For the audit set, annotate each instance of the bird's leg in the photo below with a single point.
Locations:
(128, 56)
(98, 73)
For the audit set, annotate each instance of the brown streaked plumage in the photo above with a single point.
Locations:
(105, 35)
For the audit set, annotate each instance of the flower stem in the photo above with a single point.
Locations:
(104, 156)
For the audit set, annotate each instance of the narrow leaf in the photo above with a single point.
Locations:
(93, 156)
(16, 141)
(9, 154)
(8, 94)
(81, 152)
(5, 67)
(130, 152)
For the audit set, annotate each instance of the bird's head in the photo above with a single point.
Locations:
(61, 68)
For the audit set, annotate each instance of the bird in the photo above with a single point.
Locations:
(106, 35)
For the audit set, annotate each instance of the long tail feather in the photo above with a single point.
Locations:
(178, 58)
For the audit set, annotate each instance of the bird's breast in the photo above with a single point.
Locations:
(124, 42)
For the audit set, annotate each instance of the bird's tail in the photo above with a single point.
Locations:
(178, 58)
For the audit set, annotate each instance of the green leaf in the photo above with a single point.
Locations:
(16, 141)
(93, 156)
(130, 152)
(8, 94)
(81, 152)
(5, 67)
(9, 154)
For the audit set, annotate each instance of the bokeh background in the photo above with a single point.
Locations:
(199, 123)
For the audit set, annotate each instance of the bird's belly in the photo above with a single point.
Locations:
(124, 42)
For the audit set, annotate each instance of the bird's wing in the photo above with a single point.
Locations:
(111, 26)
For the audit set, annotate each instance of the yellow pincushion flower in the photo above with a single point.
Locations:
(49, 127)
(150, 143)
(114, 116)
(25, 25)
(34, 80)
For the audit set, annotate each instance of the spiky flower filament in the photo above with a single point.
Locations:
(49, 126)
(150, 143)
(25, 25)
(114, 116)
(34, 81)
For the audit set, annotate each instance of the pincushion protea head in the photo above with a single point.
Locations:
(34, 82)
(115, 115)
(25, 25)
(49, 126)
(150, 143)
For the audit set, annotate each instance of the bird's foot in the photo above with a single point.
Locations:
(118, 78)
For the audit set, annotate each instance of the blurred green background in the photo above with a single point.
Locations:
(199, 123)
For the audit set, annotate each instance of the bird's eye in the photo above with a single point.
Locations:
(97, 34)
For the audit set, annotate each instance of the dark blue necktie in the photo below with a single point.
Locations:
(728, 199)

> **WHAT IS BEING ASKED**
Reproduce exactly every line that sits between the start of the entries and the line bearing "For the audit set, annotate each instance of the bird's head", counting both of those lines.

> **REPLY**
For the audit set, annotate each instance of the bird's leg in the photo below with a single point.
Locations:
(128, 56)
(98, 73)
For the audit set, annotate each instance of the brown streaked plumage in the photo above with a single point.
Locations:
(105, 35)
For the audit set, annotate each instance of the flower stem in the photo above with a single point.
Locations:
(104, 156)
For the audit set, annotate each instance of the narrow leaf in the photo above with a single point.
Locations:
(93, 156)
(16, 141)
(9, 154)
(8, 94)
(81, 152)
(5, 67)
(130, 152)
For the audit set, annotate each instance of the bird's head in the photo above with a single point.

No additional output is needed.